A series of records
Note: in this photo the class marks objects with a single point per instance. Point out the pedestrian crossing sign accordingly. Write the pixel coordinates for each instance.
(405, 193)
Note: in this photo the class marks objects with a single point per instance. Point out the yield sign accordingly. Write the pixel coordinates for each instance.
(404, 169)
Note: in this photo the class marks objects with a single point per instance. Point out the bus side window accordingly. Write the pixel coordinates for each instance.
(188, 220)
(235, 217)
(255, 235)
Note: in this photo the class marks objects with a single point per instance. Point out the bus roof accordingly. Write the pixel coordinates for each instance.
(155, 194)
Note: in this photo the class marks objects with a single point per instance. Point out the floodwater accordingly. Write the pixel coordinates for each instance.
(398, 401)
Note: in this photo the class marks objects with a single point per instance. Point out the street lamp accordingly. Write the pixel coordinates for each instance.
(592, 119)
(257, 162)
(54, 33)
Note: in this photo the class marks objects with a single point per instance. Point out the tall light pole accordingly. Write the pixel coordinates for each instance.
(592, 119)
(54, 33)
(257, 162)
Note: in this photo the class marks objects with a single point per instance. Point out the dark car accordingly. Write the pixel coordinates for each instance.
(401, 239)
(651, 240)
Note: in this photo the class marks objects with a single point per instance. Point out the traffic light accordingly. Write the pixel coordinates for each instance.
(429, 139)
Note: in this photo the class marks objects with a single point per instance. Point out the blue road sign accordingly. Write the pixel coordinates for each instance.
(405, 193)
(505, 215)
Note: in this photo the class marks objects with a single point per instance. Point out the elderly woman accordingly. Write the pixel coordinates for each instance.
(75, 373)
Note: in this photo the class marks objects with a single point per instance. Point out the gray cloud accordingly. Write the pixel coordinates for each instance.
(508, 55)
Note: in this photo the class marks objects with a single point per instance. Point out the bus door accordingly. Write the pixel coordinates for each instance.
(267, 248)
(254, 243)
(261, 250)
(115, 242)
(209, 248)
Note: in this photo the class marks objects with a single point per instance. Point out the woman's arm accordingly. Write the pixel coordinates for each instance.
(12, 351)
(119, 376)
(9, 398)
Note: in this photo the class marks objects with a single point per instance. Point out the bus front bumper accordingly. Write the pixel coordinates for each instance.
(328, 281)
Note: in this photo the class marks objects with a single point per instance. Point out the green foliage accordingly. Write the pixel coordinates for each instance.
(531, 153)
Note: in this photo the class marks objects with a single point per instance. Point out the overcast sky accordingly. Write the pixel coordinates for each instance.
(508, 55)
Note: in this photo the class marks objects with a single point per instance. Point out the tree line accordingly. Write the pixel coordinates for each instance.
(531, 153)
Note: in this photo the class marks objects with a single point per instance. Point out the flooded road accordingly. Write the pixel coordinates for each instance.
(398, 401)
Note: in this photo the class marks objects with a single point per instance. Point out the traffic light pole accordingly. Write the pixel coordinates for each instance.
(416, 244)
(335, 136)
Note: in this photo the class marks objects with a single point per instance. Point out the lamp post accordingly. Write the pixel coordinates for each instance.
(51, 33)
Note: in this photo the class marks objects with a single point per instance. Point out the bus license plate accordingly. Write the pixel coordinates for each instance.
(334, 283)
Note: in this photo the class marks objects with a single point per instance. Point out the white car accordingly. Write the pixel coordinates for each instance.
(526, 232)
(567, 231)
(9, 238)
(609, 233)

■ **What is asked**:
Set out every one of the lines above as a numbered list, omitting any blank lines.

■ **Exercise result**:
1. Note: in this photo the class marks objects with a single point per instance. Point out the pedestrian crossing sign accordingly. Write the pixel coordinates for each instance.
2. (405, 193)
3. Note: in this photo the class marks objects with a single point per instance. Point out the yield sign accordingly. Write the pixel coordinates for each instance.
4. (404, 169)
5. Note: in this photo the class marks objects with a single point per instance. Point out the bus side window accordingly. Write the pixel coordinates for each instance.
6. (188, 220)
7. (235, 217)
8. (255, 235)
9. Note: in this photo the class marks objects with a single point per instance. Point out the bus roof accordingly. Write the pixel coordinates for each instance.
10. (155, 194)
11. Note: in this photo the class marks objects with a single point per instance. Point out the floodwater accordingly. Write the pixel coordinates for each instance.
12. (398, 401)
13. Note: in this photo the class marks objects with a single point per instance. Point out the street lamp accordingly. Write the pixel coordinates for each instance.
14. (592, 119)
15. (257, 162)
16. (54, 33)
17. Note: in this photo the class marks objects with a single point per instance. Point out the tall light pole accordingly. Write the pixel coordinates for each instance.
18. (592, 119)
19. (54, 33)
20. (257, 162)
21. Note: in this photo the class marks objects with a single point per instance. Point out the dark car accordingly. Write the pixel coordinates for each instance.
22. (401, 239)
23. (651, 240)
24. Note: in this photo the class marks objects with a single point per instance. Point out the traffic light accordingly. Write the pixel coordinates for each instance.
25. (429, 139)
26. Note: in this photo the class marks objects with a single point per instance. Point out the blue road sign accordingly. Write the pixel coordinates for each instance.
27. (405, 193)
28. (505, 215)
29. Note: in this photo the class marks objects with a single point per instance. Point out the elderly woman accordingly. Write the pixel coordinates for each instance.
30. (75, 373)
31. Note: in this photo the class marks objects with a single point per instance. Point out the gray cloud accordingly. Write the pixel coordinates for each instance.
32. (508, 55)
33. Note: in this photo the class marks objects with a single point per instance. Point out the bus door accordingly. Write the pixel coordinates for each instance.
34. (267, 248)
35. (254, 243)
36. (261, 250)
37. (115, 242)
38. (209, 248)
39. Note: in this photo the class marks objects with a single point per instance. Point out the woman's arm accordingly. Write the pixel coordinates for each instance.
40. (12, 351)
41. (119, 376)
42. (9, 398)
43. Note: in this photo the class marks objects with a single point per instance. Point out the bus front bumper accordingly. Write the pixel coordinates for each instance.
44. (328, 281)
45. Note: in this photo the class marks objects with a single point per instance. Point out the green foliage accordingly. Write the pixel coordinates for each instance.
46. (531, 153)
47. Note: in this photo the class marks objects with a single point per instance. Point out the overcast sky accordingly. Write the pixel coordinates for each instance.
48. (508, 55)
49. Note: in this photo the class marks objects with a single point per instance. Point out the tree line accordingly. Write the pixel coordinates for each instance.
50. (531, 153)
51. Note: in this photo the class marks objects with a single point per instance. Point out the flooded road accordingly. Write the pixel coordinates for each instance.
52. (398, 401)
53. Note: in this photo the class marks objects with a single point per instance. Point out the traffic light pole accordingly. Write the pixel coordinates for each instance.
54. (416, 244)
55. (335, 136)
56. Note: in this photo the class marks objects with a single point per instance. Point out the lamp post accordingly. Write the pixel coordinates for each instance.
57. (51, 33)
58. Note: in this photo the class marks objects with a single point per instance. Point out the bus license plate accordingly. Write the pixel coordinates for each instance.
59. (334, 283)
60. Note: in this photo the class marks objects with a single point per instance. Point out the white car accordingly. Write the pixel coordinates for each instance.
61. (526, 232)
62. (567, 231)
63. (9, 238)
64. (609, 233)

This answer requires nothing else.